[Point annotation data]
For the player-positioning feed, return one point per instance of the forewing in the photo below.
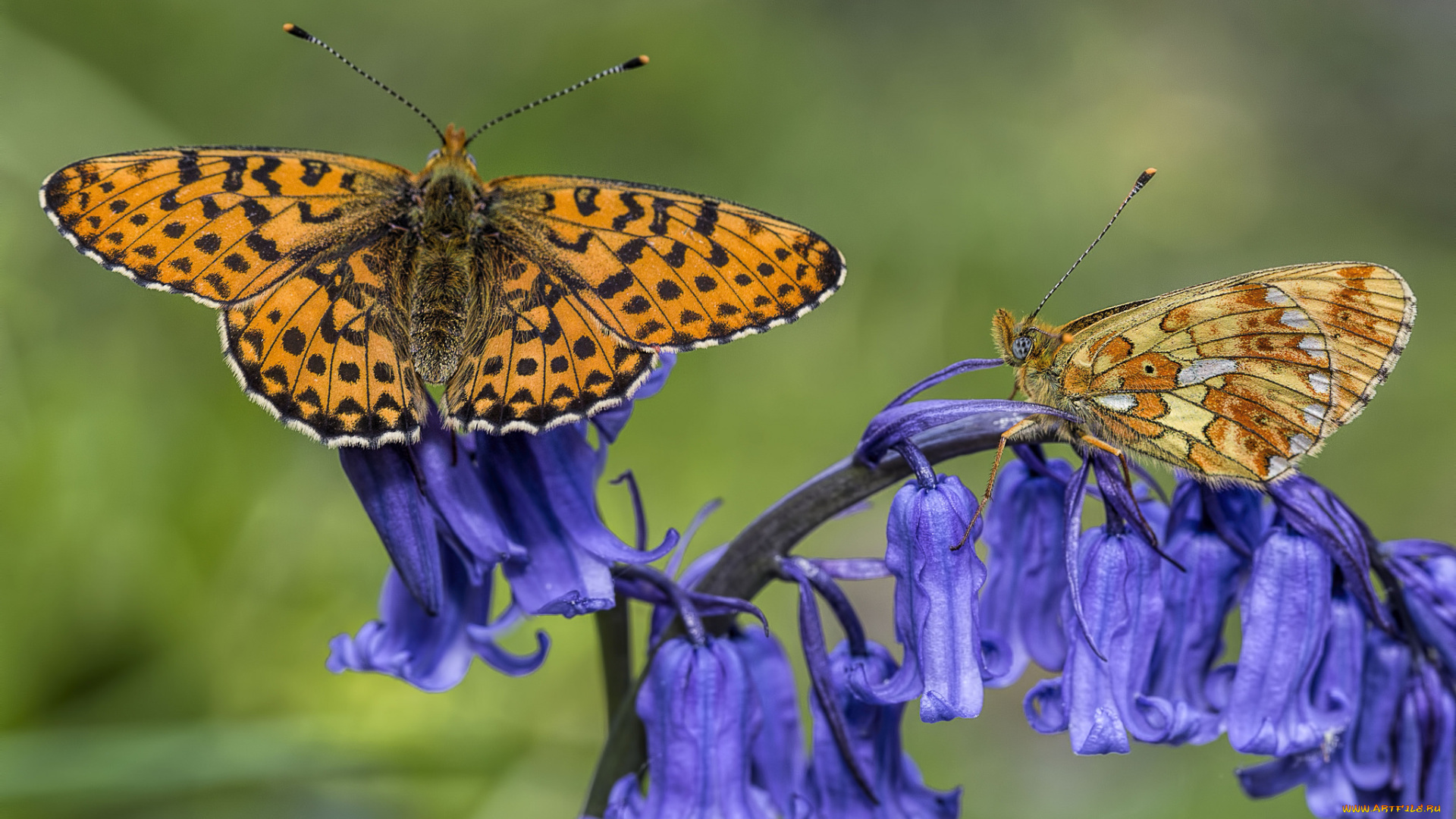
(324, 352)
(1242, 378)
(221, 224)
(666, 268)
(542, 359)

# WRITTEN TASK
Reproduce the data above with "forewing" swapped for "hindwing" and everything else unchanged, omitting the pictures.

# ANSWER TO THE TASK
For the player-positioning feed, return one point per instance of the hindwing in the photo below.
(324, 352)
(1242, 378)
(221, 224)
(666, 268)
(542, 359)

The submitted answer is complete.